EXERCISE SET:
**A)** Reproduce the Houlihan biography starting with "Ford, GM, and" and going on through "Notre Dame provided.", replacing "Tech Center" with "Technical Center".
**B)** Decide whether each statement below agrees with the Houlihan biography, answering yes or no and quoting the words of the biography that decide it: (i) General Motors Styling Staff was located in Dearborn, Michigan. (ii) Chrysler Design was headed by Virgil Exner at the time. (iii) Exner's son graduated from the university in the mid '50s.

John Houlihan is a familiar name to readers of Dean’s Garage having been featured in three previous posts:
John also had participated in several League design projects, including last year’s Pierce-Arrow project.
John sent me a great number of exciting and innovative sketches from his work at Timex. I couldn’t edit them down, so here are all of them. His biography records his fascinating journey through very different design environments and disciplines.
John’s Amazing Career
GENERAL MOTORS 1966–1970
General Motors Styling Staff in 1966 was the paramount automotive design job in the Detroit area. Located at the GM Tech Center on Mound Rd. in Warren Michigan, more than a staff of 1000 provided the design for the entire US line to cars offered by GM. To have started my career at this place was beyond lucky. It was at GM where I really learned to be a designer. I consider the experience at GM Styling the equivalent of earning a Master’s degree in industrial design.
While I value my education at the University of Notre Dame, the studio training experience there was not at the level of many other universities offering industrial design but especially schools dedicated to design training such as Pratt, RISD, or especially, Art Center. ND did have a dedicated, automobile influenced, industrial design concentrated major within the Art Department. Located in an “attic” in O’Shaugnessy Hall, the Chrysler Corporation provided the funds to refurbish, air condition, and provide drafting tables and other design fixtures to conduct a proper design education effort. Chrysler Design was then headed by Virgil Exner whose son had graduated from the university in the mid ’50s. Exner influenced Chrysler to support the university thus the automotive slant in the design department.
Ford, GM, and Chrysler sent representatives to interview prospective hires throughout the late ’50s into the ’60s and beyond. In my particular case, Bob Veryser from GM interviewed me and some of the other students in early ’66. I, along with another ND student, received invitations to interview with GM Staff at the Tech Center later in the year. I am forever grateful to Mr. Veryzer, Roger Martin, and Charles Jordan for granting me the offer to join the Styling Staff. I knew at the time that GM was overlooking my obvious technical shortcomings in the area of professional artwork skill seeking to get a designer with the “more rounded” education a university such as Notre Dame provided.
While at GM Stying I was able to learn from the most talented car designers in Detroit and, perhaps, the world. The late ’50’s into the early ’70s is a period of time now considered the “Golden Era” of car design. The work done by this collection of talented designers was and is awe inspiring. I am grateful to the individual designers who coached me along. They include: Dave North, Bernie Smith, Dave Rossi, Gordon Brown, Charlie Jordan, and several other designers whose names escape me.
SCM (Smith Corona Marchant) 1970 –1971
Two main reasons I left GM are:
1. Not fond of the Detroit area, especially the north east section where we lived. First, Roseville near 11-mile and Gratiot, then Clinton Township/Mt. Clemens near 16-mile and Groesbeck Hwy. We may have stayed longer, or even permanently had we located in a suburb on the west side, Rochester comes to mind.

RECORDED INFORMATION:
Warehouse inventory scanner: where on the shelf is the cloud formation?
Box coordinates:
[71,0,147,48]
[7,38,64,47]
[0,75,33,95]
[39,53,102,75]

ANSWERS FOR THE EXERCISE:
**A)**
Ford, GM, and Chrysler sent representatives to interview prospective hires throughout the late ’50s into the ’60s and beyond. In my particular case, Bob Veryser from GM interviewed me and some of the other students in early ’66. I, along with another ND student, received invitations to interview with GM Staff at the Technical Center later in the year. I am forever grateful to Mr. Veryzer, Roger Martin, and Charles Jordan for granting me the offer to join the Styling Staff. I knew at the time that GM was overlooking my obvious technical shortcomings in the area of professional artwork skill seeking to get a designer with the “more rounded” education a university such as Notre Dame provided.

**B)**
(i) No: "Located at the GM Tech Center on Mound Rd. in Warren Michigan"
(ii) Yes: "Chrysler Design was then headed by Virgil Exner"
(iii) Yes: "whose son had graduated from the university in the mid ’50s"